**STUDY TEXT:**
Supercomputing platform

XK7 is a supercomputing platform, produced by Cray, launched on October 29, 2012. XK7 is the second platform from Cray to use a combination of central processing units ("CPUs") and graphical processing units ("GPUs") for computing; the hybrid architecture requires a different approach to programming to that of CPU-only supercomputers. Laboratories that host XK7 machines host workshops to train researchers in the new programming languages needed for XK7 machines. The platform is used in Titan, the world's second fastest supercomputer in the November 2013 list as ranked by the TOP500 organization. Other customers include the Swiss National Supercomputing Centre which has a 272 node machine and Blue Waters has a machine that has Cray XE6 and XK7 nodes that performs at approximately 1 petaFLOPS (10^{15} floating-point operations per second).

==Overview==
XK7 is scalable up to 500 cabinets, each contains 24 blades and each blade contains 4 nodes (1 CPU and 1 GPU per node). The CPUs available are of the 16-core AMD Opteron 6200 Interlagos series and the GPUs are of the Nvidia Tesla K20 Kepler series. Each CPU can be paired with either 16 or 32 GB of error-correcting code memory (ECC) while the GPUs have either 5 or 6 GB of ECC memory depending on the model of GPU used. The nodes communicate with each other via the Gemini Interconnect; each Gemini chip services 2 nodes with a capacity of 160 GB/s. Depending on the components used, a full cabinet will consume between 45 and 54.1 kW of electricity which is converted into heat; thus the cabinets need cooling, either by air or water.

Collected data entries
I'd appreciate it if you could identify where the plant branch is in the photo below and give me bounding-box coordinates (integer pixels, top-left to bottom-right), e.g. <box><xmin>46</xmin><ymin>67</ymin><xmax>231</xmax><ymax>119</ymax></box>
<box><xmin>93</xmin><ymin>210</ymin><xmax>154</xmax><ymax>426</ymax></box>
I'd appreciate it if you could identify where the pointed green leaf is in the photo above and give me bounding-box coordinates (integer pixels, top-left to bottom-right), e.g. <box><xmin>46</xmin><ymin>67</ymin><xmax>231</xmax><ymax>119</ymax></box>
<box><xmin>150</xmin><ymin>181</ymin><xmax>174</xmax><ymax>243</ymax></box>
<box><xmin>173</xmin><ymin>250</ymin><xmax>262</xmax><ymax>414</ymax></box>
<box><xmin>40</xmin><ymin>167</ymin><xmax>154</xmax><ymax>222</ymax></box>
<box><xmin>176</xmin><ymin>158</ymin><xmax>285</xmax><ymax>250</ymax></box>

**YOUR TASKS:**
(1) According to the XK7 article, on what date was the platform launched?
(2) Copy the stretch of the XK7 article from "XK7 is a supercomputing" through "operations per second).", word for word.
(3) Continue the XK7 article, starting after its last sentence.

**RESULTS IN ORDER:**
(1) October 29, 2012.

(2)
XK7 is a supercomputing platform, produced by Cray, launched on October 29, 2012. XK7 is the second platform from Cray to use a combination of central processing units ("CPUs") and graphical processing units ("GPUs") for computing; the hybrid architecture requires a different approach to programming to that of CPU-only supercomputers. Laboratories that host XK7 machines host workshops to train researchers in the new programming languages needed for XK7 machines. The platform is used in Titan, the world's second fastest supercomputer in the November 2013 list as ranked by the TOP500 organization. Other customers include the Swiss National Supercomputing Centre which has a 272 node machine and Blue Waters has a machine that has Cray XE6 and XK7 nodes that performs at approximately 1 petaFLOPS (10^{15} floating-point operations per second).

(3)
XK7 based machines run the Cray Linux Environment which incorporates SUSE Linux Enterprise Server. Code to run on an XK7 machine can be written in a range of programming languages. The hybrid architecture requires different programming to conventional CPU-only supercomputers; Oak Ridge National Laboratory and the Swiss National Supercomputing Centre hold workshops to educate researchers on the new programming approach.

==Usage==
The XK7 platform was announced on October 29, 2012 to coincide with the completion of Titan at Oak Ridge National Laboratory (ORNL). Titan has 18,688 XK7 nodes, each containing an Opteron 6274 CPU with 32 GB of memory and a K20X GPU with 6 GB. The computer has a theoretical peak performance of 27.1 petaFLOPS but in the LINPACK benchmark used by the TOP500 organisation to rank supercomputers it performed at 17.59 petaFLOPS, enough to take first place on the November 2012 list. Titan uses 8.2 MW of electricity and is third on the Green500 list which ranks supercomputers by their energy efficiency.

The National Center for Supercomputing Applications (NCSA) in Illinois has a machine, Blue Waters, using a combination of Cray XE6 and XK7 nodes. The machine has 3072 XK7 nodes and 22,752 XE6 nodes. Each XE6 node has two Opteron 6276 and 32 GB of memory per CPU. The XK7 nodes also have Opteron 6276 CPUs with 32 GB of memory and a K20X GPU with 6 GB. Blue Waters has performed at over 1 petaFLOPS in benchmarks; however, the project managers do not believe in the relevance of the LINPACK benchmark used by the TOP500 organisation and therefore did not submit a benchmark test for ranking.

The Swiss National Supercomputing Centre (CSCS) machine named Todi was upgraded to XK7 on October 22, 2012. Todi has 272 nodes with Opteron 6272 CPUs with 32 GB of memory and a K20X GPU with 6 GB. Todi has a theoretical peak performance of 393 teraFLOPS and performed at 274 teraFLOPS in the November 2012 TOP500 list taking 91st place. Todi consumes 122 kW and is ranked fourth, one behind Titan, on the November 2012 Green500 list.